Entries supplied START

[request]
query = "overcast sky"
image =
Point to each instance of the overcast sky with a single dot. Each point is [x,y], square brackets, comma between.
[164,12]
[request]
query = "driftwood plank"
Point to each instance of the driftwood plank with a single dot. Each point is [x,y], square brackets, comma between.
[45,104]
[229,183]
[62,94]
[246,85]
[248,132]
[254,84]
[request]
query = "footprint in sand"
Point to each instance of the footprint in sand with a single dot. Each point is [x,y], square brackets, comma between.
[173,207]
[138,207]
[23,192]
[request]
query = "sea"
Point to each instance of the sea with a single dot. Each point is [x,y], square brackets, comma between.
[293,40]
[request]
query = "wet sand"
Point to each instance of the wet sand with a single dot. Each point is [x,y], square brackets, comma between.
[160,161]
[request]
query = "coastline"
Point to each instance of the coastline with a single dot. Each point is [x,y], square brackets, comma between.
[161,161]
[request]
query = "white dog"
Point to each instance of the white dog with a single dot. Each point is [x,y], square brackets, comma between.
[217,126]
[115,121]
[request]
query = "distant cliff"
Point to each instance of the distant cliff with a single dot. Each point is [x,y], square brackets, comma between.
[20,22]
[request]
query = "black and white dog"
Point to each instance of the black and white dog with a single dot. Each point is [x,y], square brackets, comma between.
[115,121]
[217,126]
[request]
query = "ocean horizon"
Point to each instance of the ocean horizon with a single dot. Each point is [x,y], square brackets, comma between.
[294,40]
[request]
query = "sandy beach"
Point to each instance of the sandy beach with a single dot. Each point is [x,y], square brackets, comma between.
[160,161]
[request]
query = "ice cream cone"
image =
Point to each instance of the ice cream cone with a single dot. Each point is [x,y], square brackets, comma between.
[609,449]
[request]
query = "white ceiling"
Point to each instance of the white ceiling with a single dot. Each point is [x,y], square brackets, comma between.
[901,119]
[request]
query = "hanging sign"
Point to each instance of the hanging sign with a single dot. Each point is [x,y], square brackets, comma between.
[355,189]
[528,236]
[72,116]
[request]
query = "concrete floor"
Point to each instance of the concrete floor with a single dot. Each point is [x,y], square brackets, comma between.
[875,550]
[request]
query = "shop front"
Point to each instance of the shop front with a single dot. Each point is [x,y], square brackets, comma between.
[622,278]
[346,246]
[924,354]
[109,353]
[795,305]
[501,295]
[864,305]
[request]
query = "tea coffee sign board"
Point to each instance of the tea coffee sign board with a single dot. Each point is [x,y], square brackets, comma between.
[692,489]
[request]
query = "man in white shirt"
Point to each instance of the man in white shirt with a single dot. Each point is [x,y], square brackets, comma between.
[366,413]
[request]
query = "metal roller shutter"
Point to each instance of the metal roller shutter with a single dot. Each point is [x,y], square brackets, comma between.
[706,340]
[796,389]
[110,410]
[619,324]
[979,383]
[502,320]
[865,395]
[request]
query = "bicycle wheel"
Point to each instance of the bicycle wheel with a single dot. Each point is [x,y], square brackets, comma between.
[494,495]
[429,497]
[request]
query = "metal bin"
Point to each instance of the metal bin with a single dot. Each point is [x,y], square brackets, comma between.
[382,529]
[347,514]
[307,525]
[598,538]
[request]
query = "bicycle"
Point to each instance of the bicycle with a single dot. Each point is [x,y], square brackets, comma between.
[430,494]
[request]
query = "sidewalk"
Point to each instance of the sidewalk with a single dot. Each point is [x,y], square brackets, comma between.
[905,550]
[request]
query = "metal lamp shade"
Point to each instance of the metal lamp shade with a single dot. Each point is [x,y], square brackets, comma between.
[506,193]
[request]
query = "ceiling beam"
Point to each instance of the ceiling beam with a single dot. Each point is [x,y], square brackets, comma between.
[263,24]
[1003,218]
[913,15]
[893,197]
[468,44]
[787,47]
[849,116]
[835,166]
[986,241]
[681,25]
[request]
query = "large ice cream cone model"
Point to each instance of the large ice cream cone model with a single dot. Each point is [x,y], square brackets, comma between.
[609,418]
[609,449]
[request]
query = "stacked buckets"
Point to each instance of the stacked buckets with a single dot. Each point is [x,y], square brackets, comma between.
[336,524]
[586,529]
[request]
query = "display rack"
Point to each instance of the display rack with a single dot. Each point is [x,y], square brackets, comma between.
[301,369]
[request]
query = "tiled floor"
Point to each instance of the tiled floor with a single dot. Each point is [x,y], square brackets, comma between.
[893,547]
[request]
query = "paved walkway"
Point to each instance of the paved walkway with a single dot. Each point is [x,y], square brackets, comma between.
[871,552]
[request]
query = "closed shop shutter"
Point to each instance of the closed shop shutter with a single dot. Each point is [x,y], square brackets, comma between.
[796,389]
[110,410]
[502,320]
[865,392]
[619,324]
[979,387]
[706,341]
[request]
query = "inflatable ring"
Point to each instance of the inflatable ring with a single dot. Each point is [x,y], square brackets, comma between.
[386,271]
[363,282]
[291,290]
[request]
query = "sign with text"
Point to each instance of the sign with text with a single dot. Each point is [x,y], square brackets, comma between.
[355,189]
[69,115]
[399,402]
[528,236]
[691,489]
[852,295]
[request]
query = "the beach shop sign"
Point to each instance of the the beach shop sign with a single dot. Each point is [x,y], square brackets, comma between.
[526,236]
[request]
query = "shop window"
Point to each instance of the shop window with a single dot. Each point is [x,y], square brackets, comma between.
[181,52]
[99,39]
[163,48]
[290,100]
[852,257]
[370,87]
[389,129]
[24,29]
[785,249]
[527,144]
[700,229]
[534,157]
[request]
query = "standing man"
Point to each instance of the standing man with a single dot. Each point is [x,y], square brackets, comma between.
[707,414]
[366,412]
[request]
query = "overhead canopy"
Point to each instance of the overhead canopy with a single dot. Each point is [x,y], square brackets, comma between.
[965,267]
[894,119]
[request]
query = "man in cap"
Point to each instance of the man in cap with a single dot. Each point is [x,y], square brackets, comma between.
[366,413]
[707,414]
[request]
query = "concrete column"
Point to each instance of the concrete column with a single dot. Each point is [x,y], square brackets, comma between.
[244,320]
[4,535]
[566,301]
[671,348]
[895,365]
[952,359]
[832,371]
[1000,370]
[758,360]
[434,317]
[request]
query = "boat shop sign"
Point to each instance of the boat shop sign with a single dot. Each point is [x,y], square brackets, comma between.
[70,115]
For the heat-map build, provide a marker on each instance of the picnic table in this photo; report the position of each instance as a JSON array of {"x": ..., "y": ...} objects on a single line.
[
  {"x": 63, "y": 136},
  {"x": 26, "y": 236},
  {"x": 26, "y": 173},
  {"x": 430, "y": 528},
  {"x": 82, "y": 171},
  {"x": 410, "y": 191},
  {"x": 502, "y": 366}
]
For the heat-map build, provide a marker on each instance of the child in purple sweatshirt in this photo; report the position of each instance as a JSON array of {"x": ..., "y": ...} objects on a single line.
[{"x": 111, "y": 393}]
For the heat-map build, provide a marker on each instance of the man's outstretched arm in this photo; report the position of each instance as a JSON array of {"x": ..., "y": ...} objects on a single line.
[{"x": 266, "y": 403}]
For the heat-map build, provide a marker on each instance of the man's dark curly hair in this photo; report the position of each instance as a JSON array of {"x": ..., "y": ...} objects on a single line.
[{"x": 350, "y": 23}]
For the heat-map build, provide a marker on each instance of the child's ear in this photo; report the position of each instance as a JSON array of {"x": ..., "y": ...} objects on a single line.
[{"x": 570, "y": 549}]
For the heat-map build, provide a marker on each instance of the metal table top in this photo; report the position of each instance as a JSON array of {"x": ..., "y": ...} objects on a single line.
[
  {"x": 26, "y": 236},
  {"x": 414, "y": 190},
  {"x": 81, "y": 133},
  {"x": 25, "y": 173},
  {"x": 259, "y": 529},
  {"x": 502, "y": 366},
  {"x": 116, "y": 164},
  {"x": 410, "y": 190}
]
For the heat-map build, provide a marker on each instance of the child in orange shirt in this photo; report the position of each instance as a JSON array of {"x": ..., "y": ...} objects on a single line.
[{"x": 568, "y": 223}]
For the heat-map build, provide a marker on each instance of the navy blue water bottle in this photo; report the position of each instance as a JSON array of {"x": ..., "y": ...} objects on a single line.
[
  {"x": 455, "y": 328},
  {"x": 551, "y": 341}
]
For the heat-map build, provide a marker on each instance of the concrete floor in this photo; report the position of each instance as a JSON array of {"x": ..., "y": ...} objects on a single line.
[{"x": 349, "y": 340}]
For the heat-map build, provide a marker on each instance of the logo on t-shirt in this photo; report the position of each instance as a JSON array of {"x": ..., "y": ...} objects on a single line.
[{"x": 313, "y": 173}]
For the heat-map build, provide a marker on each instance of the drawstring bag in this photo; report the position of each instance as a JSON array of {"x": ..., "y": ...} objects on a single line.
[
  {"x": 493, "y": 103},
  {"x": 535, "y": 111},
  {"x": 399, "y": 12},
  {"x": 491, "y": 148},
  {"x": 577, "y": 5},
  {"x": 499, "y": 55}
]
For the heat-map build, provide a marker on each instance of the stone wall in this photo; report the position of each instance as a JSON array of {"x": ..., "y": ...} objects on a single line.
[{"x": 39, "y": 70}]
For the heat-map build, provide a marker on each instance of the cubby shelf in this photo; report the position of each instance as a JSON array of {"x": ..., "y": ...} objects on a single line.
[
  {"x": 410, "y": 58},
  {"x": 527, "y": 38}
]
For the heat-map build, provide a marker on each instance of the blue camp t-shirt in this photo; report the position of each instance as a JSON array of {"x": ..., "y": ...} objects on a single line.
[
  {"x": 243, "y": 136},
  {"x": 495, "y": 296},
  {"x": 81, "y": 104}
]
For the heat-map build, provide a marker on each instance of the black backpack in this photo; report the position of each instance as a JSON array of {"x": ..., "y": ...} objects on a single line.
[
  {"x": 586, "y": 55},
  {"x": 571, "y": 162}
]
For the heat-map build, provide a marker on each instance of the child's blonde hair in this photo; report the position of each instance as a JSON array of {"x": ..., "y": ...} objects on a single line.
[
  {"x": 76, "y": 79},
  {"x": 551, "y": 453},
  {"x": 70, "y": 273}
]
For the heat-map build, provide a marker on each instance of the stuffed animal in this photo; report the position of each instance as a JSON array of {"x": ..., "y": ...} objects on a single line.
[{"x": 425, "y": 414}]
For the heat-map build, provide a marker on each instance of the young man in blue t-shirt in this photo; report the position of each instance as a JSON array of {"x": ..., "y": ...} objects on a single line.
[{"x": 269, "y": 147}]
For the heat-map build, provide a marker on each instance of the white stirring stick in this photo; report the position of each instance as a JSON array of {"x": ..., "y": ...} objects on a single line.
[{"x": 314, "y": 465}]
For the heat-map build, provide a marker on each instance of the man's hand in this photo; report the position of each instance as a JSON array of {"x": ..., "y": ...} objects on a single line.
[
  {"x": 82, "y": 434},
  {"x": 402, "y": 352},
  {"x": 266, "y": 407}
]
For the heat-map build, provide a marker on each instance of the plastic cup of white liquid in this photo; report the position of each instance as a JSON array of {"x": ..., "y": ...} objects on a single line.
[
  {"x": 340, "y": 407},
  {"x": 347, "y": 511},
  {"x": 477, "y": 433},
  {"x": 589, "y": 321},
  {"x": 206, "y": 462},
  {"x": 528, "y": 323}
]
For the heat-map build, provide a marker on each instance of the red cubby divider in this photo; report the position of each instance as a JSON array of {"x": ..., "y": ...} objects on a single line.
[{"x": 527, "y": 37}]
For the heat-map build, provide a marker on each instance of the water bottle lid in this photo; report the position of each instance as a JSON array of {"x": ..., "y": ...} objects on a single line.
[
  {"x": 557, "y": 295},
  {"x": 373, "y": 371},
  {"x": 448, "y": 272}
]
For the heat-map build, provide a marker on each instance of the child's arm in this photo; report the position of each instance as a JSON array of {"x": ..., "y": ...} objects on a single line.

Entries supplied END

Task directions:
Output, exactly and with nothing else, the lines from the line containing "of the young" to the end of the entries.

Written solution:
For the heat-map build, provide a marker on each instance of the young man in blue t-shirt in this photo; report the position of each instance as a JSON array of {"x": ..., "y": ...} objects on a single line.
[{"x": 269, "y": 147}]
For the heat-map build, provide a marker on each instance of the white stirring stick in this photo; report the position of each instance as a JSON array of {"x": ..., "y": ...} objects on a single line.
[{"x": 314, "y": 465}]
For the heat-map build, provide a marker on each instance of the man's hand in this photo; report the position of each instance as a JSON array of {"x": ..., "y": ...} objects on a single line.
[
  {"x": 82, "y": 434},
  {"x": 402, "y": 352},
  {"x": 266, "y": 407}
]
For the heat-map build, provide a marker on each instance of the plastic cup of white liquid in this photo; report the position of each instance as a JSON array of {"x": ..., "y": ...} objects on a single line.
[
  {"x": 340, "y": 407},
  {"x": 347, "y": 511},
  {"x": 477, "y": 433},
  {"x": 589, "y": 321},
  {"x": 206, "y": 462},
  {"x": 528, "y": 323}
]
For the heat-map build, provide a marker on each instance of the red cubby divider in this photo; report the position of each instance as a JSON array of {"x": ..., "y": ...} objects on a single line.
[{"x": 527, "y": 37}]
For the heat-map build, provide a marker on each instance of the water bottle lid in this photo; report the position of each instance as a JSON array of {"x": ..., "y": ...} objects on a single line.
[
  {"x": 557, "y": 295},
  {"x": 373, "y": 371},
  {"x": 448, "y": 272}
]
For the heat-map build, provide a marker on each instance of the child's arm in this photo; report the position of each instance as a JSON array of {"x": ..., "y": ...} objects on a single line.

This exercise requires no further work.